* Written task
Can you output the records below exactly as they are written?

* Records for this task
** start **
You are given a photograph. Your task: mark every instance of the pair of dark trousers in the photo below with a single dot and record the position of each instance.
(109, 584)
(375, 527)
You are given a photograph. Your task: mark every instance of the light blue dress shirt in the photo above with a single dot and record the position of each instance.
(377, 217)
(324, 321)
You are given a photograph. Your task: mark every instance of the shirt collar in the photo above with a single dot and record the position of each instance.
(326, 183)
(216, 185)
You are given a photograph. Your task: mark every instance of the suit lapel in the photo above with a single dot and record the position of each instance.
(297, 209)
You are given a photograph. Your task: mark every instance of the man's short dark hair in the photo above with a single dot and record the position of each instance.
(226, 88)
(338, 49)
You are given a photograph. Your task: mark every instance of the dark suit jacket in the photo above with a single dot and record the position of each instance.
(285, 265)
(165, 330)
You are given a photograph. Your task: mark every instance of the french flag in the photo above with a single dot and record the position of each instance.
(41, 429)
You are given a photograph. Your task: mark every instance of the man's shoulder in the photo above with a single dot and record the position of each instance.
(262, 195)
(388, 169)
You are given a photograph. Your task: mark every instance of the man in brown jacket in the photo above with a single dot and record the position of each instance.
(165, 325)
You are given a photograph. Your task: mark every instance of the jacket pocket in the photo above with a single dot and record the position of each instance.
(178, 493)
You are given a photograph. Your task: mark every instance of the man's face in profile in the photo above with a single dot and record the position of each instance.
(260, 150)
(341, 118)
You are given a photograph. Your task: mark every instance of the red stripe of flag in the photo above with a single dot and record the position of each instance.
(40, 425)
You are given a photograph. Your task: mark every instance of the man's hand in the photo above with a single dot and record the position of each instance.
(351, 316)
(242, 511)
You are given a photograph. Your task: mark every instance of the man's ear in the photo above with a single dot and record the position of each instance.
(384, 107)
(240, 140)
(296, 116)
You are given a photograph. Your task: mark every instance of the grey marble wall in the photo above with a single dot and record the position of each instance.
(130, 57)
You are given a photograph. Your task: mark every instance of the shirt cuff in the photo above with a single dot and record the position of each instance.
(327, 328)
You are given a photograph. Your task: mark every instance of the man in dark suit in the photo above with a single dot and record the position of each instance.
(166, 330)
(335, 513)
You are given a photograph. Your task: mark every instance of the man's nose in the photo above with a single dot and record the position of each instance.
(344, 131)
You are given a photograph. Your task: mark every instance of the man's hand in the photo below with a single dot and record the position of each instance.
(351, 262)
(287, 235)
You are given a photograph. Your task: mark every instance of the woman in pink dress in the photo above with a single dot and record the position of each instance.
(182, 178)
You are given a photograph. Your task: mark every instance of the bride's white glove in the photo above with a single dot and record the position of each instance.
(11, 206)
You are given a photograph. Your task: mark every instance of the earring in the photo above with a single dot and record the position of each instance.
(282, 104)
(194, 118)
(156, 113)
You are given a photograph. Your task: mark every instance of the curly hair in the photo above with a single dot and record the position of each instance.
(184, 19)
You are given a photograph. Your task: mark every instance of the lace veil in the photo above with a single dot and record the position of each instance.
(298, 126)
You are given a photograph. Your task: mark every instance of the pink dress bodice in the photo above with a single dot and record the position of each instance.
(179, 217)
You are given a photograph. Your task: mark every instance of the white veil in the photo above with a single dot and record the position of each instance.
** end **
* Exercise result
You are given a photograph. Your task: mark every instance of the pair of dark trousers in the photo below with a single dot and record the position of each instance.
(109, 584)
(375, 527)
You are given a photograph. Your task: mark every instance of the light blue dress shirt in the photo above with a single dot and record the position of each instance.
(377, 217)
(324, 321)
You are given a photograph. Your task: mark every instance of the shirt collar in the photo above with a single dot and record the position of each instance.
(326, 183)
(216, 185)
You are given a photograph. Your task: mark every instance of the suit lapel in the photo above with a single dot and record the position of each instance.
(297, 209)
You are given a photograph. Your task: mark every instance of the man's short dark hair in the photo above with a single dot and record the position of each instance.
(226, 88)
(338, 49)
You are given a photograph. Your task: mark every instance of the dark suit jacket in the photo above with a single dot and record the position of each instance.
(285, 265)
(165, 330)
You are given a photograph. Your task: mark every instance of the french flag in the photo above with a single dot and record the position of each instance.
(41, 429)
You are given a photograph. Your task: mark every instance of the man's shoulder in the photo above with a single dot and record the position of each instance.
(262, 195)
(388, 169)
You are given a photograph. Your task: mark every instance of the man in brown jacket in the photo above with a single dot and record the position of each instance.
(165, 325)
You are given a photograph. Your task: mark every instance of the jacket pocket in the photo above with a single dot and record the position of each instance.
(178, 493)
You are given a photograph. Your task: mark every instance of the man's face in profile in the photo above with a single dot and record the position of each instance.
(260, 150)
(341, 118)
You are given a photograph. Your task: mark every instance of the red stripe of flag in the photo above with a single dot and record the position of each instance.
(40, 425)
You are given a photograph. Your task: mark every instance of the man's hand in the photo above with a single dot and record the position of each instance.
(351, 316)
(242, 511)
You are given a photograph. Your task: mark every instance of the man's ear in the photo above with a single dot and record the position of each instance.
(384, 107)
(240, 140)
(296, 116)
You are given a photograph. Your task: mark every instance of the grey marble wall in the photo above with a single dot and record the position of each instance.
(130, 57)
You are given a photograph. Your task: mark every instance of the shirt cuff in the photo above with a single dot and record the position of each instance.
(327, 328)
You are given a photograph. Your task: mark every instance of the man in dark suit in the photo above with a single dot and record the position of each instance.
(166, 330)
(335, 513)
You are given a photograph. Your task: mark every instance of the man's nose in the photo above with a single dot and record the position of each instance.
(344, 131)
You are given a photograph. Your task: mark every instance of the man's hand in the photo below with a single dot and record the position of each instance.
(351, 262)
(287, 235)
You are given a photograph. Your task: mark every instance of the woman in pink dress in the photo above with a single dot and record the position of each instance.
(182, 178)
You are given a photograph. Your task: mark every instance of the bride's white glove in the photo above with a single dot and record the position of each instance.
(11, 206)
You are given a photograph. Your task: mark every instance of the earring in the photo above with a single dot and record the position of each instance.
(282, 104)
(194, 118)
(156, 113)
You are given a photograph. Your task: mark every instance of the curly hair in the photo above with a single dot and record the position of each instance.
(184, 19)
You are given a photograph. Your task: mark every instance of the lace veil in the photo above with a single dot and record the position of each instance.
(298, 126)
You are given a photograph. Your task: mark every instance of the pink dress bodice in the photo above with a single dot and record the position of each instance.
(179, 217)
You are given a photograph. Your task: mark every instance of the white veil in the photo above with a single dot and record the position of each instance.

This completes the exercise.